## [Exercise aim]
From the text on producing aromatic compounds with Corynebacteria, extract the passage between "Research and Developmental" and "for industrial purposes.", inclusive.

(Extract Opens)

Improvement in productivity to produce useful aromatic compounds using Corynebacteria

Participating Institutions

Research Institute of Innovative Technology for the Earth (RITE), Institute of Physical and Chemical Research (RIKEN), National Institute of Advanced Industrial Science and Technology (AIST), Kobe University, Kyoto University, Osaka University, Tohoku University, and Hitachi, Ltd.

Research and Developmental Goals

To develop highly productive strains for producing materials that are difficult to produce by fermentation in a short period of time.

Objectives

We aimed to breed and develop strains producing materials that are difficult to produce by fermentation in a shorter period of time than before, by applying the smart cell design technology to Corynebacteria, which are widely used microorganisms for industrial purposes.

RITE has been working on the development of fermentation-based production technologies using Corynebacterium glutamicum.^1-3 C. glutamicum is a non-pathogenic, non-motile Gram-positive soil bacillus. It was discovered in Japan as a microorganism that excretes glutamic acid into the culture medium. RITE has independently isolated the C. glutamicum R strain and determined the complete genome sequences. This time, we proceeded with the development of a production strain, using this bacterium as a production host and one of the useful aromatic compounds (Compound A) as a production target.

Compound A is not only used in the manufacture of electronic components, but also has a large market as a raw material for pharmaceuticals and perfumes. Although Compound A has such a high industrial utility value, it has never been produced at a high concentration using living organisms. This may be because it is strongly toxic to microorganisms in general and because the metabolic pathway from glucose involves many complicated steps. In addition, C. glutamicum does not originally have a pathway for the production of Compound A. Therefore, in this project, we attempted to breed highly productive strains in a short period of time, by making full use of multiple smart cell design technologies.

(Extract Closes)
(Raw data Opens)

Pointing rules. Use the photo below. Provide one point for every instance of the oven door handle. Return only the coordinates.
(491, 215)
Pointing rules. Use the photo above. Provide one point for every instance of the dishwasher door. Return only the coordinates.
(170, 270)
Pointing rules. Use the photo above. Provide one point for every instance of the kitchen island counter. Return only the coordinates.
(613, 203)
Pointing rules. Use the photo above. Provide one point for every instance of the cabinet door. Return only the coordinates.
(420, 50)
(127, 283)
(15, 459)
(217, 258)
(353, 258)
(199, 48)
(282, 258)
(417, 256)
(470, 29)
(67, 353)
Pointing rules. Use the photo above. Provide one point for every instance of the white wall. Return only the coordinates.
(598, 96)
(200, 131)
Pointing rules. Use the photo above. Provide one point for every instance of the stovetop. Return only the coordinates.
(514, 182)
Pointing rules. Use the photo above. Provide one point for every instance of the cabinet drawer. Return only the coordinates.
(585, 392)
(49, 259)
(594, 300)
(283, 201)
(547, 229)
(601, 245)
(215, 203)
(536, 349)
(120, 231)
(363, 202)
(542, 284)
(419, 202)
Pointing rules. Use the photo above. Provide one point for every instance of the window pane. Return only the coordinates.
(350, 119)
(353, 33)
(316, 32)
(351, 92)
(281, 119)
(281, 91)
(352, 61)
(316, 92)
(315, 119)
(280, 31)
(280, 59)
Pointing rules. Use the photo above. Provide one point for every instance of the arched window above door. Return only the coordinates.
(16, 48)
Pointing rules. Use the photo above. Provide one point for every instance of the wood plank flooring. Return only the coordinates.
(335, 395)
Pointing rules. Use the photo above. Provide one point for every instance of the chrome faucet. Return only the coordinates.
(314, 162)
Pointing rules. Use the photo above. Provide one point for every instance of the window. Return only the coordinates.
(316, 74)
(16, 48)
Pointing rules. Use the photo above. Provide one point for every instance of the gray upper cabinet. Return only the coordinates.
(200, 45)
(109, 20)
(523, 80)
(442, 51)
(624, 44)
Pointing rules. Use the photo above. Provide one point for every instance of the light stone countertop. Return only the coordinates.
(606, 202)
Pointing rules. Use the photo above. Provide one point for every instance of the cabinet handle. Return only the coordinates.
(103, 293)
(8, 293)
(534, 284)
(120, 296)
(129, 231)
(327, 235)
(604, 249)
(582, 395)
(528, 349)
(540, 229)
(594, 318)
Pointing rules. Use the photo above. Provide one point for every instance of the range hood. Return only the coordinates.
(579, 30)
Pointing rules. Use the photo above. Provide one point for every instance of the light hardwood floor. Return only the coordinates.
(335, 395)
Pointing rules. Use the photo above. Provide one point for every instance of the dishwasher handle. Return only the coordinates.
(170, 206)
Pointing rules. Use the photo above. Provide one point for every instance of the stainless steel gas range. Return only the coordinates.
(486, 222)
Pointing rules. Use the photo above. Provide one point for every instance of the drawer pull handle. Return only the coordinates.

(Raw data Closes)

## [Answer to this problem]
Research and Developmental Goals

To develop highly productive strains for producing materials that are difficult to produce by fermentation in a short period of time.

Objectives

We aimed to breed and develop strains producing materials that are difficult to produce by fermentation in a shorter period of time than before, by applying the smart cell design technology to Corynebacteria, which are widely used microorganisms for industrial purposes.